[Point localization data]

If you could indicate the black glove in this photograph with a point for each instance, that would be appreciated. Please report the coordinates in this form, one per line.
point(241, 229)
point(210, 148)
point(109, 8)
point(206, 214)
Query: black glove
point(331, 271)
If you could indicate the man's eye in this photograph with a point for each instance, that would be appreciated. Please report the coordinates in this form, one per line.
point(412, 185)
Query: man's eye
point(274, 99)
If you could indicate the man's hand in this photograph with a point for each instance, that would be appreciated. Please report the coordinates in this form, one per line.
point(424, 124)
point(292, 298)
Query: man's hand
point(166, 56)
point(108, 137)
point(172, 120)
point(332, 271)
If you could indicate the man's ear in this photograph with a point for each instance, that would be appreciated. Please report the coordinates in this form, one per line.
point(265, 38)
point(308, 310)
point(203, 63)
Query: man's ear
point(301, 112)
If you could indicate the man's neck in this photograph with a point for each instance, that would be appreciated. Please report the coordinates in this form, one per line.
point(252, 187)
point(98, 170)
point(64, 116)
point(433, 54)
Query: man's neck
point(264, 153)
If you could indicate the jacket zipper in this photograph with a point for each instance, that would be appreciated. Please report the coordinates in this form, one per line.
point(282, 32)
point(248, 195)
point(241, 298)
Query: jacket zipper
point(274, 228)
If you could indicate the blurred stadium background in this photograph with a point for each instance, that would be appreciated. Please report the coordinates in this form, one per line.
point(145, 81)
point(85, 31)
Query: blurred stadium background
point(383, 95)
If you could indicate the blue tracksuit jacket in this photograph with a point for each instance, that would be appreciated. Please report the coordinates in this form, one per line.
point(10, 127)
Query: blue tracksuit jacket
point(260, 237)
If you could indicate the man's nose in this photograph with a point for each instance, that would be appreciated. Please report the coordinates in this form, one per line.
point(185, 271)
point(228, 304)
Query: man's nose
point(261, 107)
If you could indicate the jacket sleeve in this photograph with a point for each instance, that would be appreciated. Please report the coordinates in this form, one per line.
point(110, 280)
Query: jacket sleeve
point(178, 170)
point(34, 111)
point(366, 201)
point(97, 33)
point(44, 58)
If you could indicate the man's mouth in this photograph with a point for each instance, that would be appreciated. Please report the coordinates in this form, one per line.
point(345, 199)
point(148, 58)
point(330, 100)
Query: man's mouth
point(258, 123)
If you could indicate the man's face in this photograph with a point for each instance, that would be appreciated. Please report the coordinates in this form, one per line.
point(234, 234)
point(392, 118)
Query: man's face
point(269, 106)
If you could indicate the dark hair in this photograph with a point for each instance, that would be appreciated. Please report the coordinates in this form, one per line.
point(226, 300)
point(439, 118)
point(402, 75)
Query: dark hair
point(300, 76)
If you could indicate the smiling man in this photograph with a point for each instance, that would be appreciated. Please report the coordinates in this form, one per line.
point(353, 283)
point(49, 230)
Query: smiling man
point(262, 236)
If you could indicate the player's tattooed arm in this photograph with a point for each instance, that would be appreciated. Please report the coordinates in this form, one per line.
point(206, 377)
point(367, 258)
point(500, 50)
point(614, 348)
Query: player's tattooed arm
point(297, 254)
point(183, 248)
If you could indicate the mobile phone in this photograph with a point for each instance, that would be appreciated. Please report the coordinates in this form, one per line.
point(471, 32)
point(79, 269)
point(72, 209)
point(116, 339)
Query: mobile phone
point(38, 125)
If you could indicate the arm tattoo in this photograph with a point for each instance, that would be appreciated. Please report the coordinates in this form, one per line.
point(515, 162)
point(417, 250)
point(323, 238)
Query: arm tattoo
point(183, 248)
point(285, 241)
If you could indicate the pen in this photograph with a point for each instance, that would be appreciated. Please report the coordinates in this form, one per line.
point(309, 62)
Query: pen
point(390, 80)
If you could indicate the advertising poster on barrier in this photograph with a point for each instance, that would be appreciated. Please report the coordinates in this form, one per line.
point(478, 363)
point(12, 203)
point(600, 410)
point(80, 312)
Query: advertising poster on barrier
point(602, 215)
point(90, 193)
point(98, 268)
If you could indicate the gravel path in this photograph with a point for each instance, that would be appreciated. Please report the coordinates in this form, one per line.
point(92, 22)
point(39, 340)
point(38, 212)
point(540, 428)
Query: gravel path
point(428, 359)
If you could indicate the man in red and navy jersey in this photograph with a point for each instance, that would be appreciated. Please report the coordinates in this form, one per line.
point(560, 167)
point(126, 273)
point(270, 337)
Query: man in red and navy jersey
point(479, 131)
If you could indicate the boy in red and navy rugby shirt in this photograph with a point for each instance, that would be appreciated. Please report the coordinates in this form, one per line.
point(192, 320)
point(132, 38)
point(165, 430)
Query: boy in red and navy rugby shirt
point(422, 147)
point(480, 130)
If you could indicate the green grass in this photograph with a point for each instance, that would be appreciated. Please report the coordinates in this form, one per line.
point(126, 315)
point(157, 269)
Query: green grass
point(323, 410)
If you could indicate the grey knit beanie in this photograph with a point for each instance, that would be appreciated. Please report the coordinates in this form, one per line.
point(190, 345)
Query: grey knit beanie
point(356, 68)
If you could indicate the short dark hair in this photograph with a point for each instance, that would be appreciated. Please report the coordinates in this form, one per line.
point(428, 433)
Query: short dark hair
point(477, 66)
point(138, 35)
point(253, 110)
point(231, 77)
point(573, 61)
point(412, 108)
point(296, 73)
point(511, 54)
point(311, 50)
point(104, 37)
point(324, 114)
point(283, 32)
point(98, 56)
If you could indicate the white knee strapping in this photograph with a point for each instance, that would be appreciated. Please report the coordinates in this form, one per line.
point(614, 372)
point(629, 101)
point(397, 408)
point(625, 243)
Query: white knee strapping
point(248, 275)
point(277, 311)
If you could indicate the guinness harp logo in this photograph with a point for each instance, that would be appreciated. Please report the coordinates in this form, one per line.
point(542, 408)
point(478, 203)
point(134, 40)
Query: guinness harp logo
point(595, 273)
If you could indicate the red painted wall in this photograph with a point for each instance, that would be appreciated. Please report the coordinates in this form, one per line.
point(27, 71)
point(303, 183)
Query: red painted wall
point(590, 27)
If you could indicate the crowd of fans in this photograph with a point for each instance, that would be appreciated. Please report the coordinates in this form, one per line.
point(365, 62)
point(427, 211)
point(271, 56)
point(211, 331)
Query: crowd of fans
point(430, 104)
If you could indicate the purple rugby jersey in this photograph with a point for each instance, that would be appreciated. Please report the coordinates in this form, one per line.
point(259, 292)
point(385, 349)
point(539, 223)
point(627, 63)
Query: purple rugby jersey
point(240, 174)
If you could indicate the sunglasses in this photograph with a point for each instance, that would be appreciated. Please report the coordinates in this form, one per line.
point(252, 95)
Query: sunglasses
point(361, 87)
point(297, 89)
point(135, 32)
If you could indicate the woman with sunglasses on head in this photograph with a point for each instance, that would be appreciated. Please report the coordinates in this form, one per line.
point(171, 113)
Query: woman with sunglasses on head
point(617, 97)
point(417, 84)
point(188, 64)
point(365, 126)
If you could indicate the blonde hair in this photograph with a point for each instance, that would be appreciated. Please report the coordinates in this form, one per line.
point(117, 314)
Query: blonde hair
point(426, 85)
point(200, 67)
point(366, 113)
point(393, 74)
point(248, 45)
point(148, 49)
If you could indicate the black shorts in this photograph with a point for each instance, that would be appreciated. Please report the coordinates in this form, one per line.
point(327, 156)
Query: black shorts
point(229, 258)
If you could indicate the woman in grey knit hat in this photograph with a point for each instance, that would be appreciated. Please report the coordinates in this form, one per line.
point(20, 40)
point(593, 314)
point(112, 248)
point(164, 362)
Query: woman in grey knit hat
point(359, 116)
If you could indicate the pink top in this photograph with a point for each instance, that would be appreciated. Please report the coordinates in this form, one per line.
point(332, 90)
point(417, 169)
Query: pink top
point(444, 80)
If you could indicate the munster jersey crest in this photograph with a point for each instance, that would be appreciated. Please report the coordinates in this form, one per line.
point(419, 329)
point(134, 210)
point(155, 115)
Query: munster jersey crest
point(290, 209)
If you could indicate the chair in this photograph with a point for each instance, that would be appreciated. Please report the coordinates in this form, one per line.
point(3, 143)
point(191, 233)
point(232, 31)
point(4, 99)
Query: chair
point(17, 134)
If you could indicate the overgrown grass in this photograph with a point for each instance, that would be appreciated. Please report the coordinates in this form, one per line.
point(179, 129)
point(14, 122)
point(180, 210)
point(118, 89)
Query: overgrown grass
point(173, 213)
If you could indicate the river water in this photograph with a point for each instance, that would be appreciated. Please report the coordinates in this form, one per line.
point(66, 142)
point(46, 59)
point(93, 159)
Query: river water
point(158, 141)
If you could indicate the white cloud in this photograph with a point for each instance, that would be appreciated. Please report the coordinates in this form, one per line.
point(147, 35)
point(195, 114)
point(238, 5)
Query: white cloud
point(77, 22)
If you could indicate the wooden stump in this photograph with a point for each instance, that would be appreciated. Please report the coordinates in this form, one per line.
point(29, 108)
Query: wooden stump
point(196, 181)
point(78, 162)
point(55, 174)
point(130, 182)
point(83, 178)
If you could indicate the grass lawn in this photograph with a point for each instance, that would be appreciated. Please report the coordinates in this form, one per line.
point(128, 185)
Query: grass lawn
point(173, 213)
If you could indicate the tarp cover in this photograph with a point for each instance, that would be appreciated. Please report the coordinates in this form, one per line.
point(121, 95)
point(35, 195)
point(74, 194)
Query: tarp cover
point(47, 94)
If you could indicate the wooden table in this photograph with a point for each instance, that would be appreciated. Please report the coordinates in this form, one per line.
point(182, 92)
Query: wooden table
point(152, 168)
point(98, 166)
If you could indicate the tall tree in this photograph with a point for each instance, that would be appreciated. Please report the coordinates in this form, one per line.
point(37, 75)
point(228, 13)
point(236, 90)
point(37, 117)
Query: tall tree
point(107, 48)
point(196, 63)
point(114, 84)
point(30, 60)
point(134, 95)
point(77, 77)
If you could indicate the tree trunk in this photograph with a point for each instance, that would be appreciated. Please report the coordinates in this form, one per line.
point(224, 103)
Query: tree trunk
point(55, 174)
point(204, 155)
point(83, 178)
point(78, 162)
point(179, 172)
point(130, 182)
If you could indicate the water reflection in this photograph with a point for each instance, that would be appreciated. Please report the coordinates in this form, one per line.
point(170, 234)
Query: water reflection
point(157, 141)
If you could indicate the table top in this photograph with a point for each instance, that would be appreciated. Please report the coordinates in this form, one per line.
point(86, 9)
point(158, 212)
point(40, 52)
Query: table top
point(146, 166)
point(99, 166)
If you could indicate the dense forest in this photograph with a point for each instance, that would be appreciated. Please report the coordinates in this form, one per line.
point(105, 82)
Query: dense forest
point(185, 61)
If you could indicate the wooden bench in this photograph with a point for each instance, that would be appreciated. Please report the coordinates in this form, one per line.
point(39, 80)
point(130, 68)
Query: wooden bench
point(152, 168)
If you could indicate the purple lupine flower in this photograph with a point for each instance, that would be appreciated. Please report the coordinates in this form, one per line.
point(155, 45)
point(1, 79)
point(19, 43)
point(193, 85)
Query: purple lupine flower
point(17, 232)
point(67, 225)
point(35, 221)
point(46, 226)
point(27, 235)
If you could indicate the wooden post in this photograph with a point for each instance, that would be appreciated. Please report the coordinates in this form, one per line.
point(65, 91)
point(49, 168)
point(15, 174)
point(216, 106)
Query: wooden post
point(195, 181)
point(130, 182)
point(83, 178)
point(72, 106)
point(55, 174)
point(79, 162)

**Work required:** Write down again, exactly as given, only the lines above that fall from the line with "Query: overgrown grass" to the line with "point(29, 108)", inclusive.

**Solution for this task:**
Query: overgrown grass
point(173, 213)
If you could indicate the river water in this photograph with a point for each instance, that would be appreciated. Please report the coordinates in this form, one per line.
point(66, 142)
point(46, 59)
point(93, 159)
Query: river water
point(158, 141)
If you could indicate the white cloud in this photograph with a point for each instance, that would be appreciated. Please report the coordinates in this form, one per line.
point(147, 35)
point(195, 114)
point(238, 5)
Query: white cloud
point(77, 22)
If you could indicate the wooden stump in this photograph with a point for each instance, that would be appreciated. Please report the coordinates in this form, one per line.
point(29, 108)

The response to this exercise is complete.